-- What you will do --
1. According to the memorandum opinion, on what date did Wadelton submit her FOIA request?
2. List the components of the Bureau of Human Resources that the memorandum opinion says were searched for responsive records.
3. Print the part of the memorandum opinion that opens with the words containing "TANYA S. CHUTKAN, District" and closes with "DENIES the motion.".

-- Article --

— START —

United States District Court, District of Columbia

May 26, 2015

JOAN WADELTON, et al., Plaintiffs,
v.
DEPARTMENT OF STATE, Defendant.

MEMORANDUM OPINION

TANYA S. CHUTKAN, District Judge.

Plaintiff Joan Wadelton is a retired Foreign Service Officer involved in litigation against the Department of State ("State") concerning her non-promotion. In this Freedom of Information Act ("FOIA") action, joined by the progressive blog Truthout, she seeks documents about her which were maintained in various State Department offices. Defendant has filed a motion for partial summary judgment as to records maintained by the Bureau of Human Resources ("HR") and the Office of the Under Secretary for Management ("Management"). For the reasons set forth below, the court DENIES the motion.

I. BACKGROUND

On October 1, 2012 Wadelton submitted a FOIA request for "copies of all [State Department] emails or other documents pertaining to [Wadelton] from 2000-present maintained or created by the Bureau of Human Resources or, in the case of emails, in which a Bureau of Human Resources employee or contractor was a sender or recipient." (Def. Statement of Material Facts ¶ 1).[1] She also requested copies of all "emails or other documents pertaining to [her] from 2004-present maintained or created by the Office of the Under Secretary for Management or, in the case of emails, in which an Office of the Under Secretary for Management employee or contractor was a sender or recipient." ( Id. ¶ 2). HR has several components, three of which were searched for responsive records: the Grievance Staff, the Office of Performance Evaluation, and the Office of Retirement. ( Id. ¶ 9). The Director of Grievance, Melinda Chandler, "was knowledgeable of the request at issue here and of [Grievance] records systems, " and searched the office's electronic systems, including the office's shared drive, her own e-mails, Word documents, and personal hard drive, using the term "Wadelton." ( Id. ¶ 10). She also searched the office's paper files, "which are maintained by name." ( Id. ). Grievance has a file drawer labeled with Wadelton's name. ( Id. ). Two staff members from Performance Evaluation searched that office's shared drive, their own emails, Word documents, and personal hard drives using the search terms "Wadelton" and "Joan." ( Id. ¶ 11). They also searched the office's paper files, which are organized by name. ( Id. ). The Chief Policy Advisor of Retirement searched the office's shared drive, and the Advisor's emails, Word documents, and personal hard drive for the term "Wadelton, " and also did a "page-by-page search of Wadelton's electronic retirement folder." Retirement does not maintain paper records. ( Id. ¶ 12).

— END —

-- Listing --
— START —

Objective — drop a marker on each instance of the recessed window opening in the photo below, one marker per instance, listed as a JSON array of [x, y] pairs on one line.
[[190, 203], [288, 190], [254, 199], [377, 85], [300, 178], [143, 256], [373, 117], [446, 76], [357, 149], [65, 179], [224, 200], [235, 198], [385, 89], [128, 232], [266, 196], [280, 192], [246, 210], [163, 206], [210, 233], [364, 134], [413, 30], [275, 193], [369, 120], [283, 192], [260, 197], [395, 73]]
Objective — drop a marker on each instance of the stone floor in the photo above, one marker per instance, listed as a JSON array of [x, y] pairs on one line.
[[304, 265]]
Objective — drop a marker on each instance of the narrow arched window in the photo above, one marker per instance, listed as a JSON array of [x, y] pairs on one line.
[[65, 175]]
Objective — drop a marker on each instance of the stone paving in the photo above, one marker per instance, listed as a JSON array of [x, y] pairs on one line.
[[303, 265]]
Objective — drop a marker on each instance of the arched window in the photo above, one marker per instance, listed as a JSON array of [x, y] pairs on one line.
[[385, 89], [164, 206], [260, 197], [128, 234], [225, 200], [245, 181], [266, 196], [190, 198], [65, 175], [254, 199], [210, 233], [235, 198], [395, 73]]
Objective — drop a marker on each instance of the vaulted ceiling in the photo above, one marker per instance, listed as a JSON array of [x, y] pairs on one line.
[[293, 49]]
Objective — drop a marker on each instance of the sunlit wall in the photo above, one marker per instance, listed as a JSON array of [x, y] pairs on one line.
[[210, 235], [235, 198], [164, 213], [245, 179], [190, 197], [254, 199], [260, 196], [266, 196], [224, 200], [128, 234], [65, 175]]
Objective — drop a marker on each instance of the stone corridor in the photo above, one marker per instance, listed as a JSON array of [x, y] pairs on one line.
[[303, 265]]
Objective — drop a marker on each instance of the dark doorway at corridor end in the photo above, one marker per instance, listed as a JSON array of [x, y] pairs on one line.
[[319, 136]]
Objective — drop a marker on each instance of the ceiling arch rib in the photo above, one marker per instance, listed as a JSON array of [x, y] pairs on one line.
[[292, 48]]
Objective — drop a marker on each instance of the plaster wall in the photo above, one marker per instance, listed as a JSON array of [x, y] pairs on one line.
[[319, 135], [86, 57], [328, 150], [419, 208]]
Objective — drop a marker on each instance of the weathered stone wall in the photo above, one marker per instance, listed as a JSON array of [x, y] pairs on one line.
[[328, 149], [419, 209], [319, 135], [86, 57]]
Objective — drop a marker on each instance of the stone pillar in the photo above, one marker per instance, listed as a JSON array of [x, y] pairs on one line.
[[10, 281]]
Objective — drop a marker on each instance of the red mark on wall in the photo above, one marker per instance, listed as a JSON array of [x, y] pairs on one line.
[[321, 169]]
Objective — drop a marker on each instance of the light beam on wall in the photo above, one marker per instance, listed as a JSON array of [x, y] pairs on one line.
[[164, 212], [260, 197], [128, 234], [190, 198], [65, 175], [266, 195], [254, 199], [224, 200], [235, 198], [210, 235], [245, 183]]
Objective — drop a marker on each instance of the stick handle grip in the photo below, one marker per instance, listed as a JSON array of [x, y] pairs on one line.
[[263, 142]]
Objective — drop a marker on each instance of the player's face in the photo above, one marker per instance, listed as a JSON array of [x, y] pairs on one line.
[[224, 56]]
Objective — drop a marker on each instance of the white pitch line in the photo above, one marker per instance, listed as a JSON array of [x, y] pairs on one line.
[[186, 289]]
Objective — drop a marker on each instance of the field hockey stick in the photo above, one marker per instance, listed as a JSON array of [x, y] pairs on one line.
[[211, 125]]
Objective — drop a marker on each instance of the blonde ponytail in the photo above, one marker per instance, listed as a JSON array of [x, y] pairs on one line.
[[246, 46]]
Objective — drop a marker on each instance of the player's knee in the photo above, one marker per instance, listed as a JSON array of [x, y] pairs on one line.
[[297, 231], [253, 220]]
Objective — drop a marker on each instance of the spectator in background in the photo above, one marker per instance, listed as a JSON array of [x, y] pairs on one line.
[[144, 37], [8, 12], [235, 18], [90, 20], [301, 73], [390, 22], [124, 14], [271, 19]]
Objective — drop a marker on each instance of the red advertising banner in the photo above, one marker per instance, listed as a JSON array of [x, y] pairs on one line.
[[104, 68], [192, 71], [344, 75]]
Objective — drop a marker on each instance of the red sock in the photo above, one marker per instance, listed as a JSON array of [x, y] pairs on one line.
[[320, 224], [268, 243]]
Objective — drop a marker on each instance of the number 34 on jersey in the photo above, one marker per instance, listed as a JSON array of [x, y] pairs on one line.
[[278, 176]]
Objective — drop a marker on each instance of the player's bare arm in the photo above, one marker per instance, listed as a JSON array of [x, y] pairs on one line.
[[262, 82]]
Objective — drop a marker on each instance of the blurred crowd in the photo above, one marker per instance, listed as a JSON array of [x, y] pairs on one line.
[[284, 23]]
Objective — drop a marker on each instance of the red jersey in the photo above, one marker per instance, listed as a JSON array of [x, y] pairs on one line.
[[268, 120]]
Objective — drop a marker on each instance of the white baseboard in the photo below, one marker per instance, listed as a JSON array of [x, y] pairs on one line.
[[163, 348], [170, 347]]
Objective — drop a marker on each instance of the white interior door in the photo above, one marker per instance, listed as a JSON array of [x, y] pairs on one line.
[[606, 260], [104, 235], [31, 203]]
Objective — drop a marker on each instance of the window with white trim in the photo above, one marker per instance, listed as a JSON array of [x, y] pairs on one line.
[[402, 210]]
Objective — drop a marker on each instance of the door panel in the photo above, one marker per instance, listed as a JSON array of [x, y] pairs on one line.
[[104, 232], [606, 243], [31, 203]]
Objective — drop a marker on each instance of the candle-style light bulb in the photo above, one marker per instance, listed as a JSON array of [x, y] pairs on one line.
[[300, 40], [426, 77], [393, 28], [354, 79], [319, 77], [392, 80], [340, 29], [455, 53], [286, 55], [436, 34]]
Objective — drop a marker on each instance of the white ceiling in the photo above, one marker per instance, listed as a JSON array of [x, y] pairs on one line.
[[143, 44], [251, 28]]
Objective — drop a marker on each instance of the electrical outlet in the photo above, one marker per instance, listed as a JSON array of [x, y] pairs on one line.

— END —

-- Task solutions --
1. October 1, 2012

2.
- the Grievance Staff
- the Office of Performance Evaluation
- the Office of Retirement

3.
TANYA S. CHUTKAN, District Judge.

Plaintiff Joan Wadelton is a retired Foreign Service Officer involved in litigation against the Department of State ("State") concerning her non-promotion. In this Freedom of Information Act ("FOIA") action, joined by the progressive blog Truthout, she seeks documents about her which were maintained in various State Department offices. Defendant has filed a motion for partial summary judgment as to records maintained by the Bureau of Human Resources ("HR") and the Office of the Under Secretary for Management ("Management"). For the reasons set forth below, the court DENIES the motion.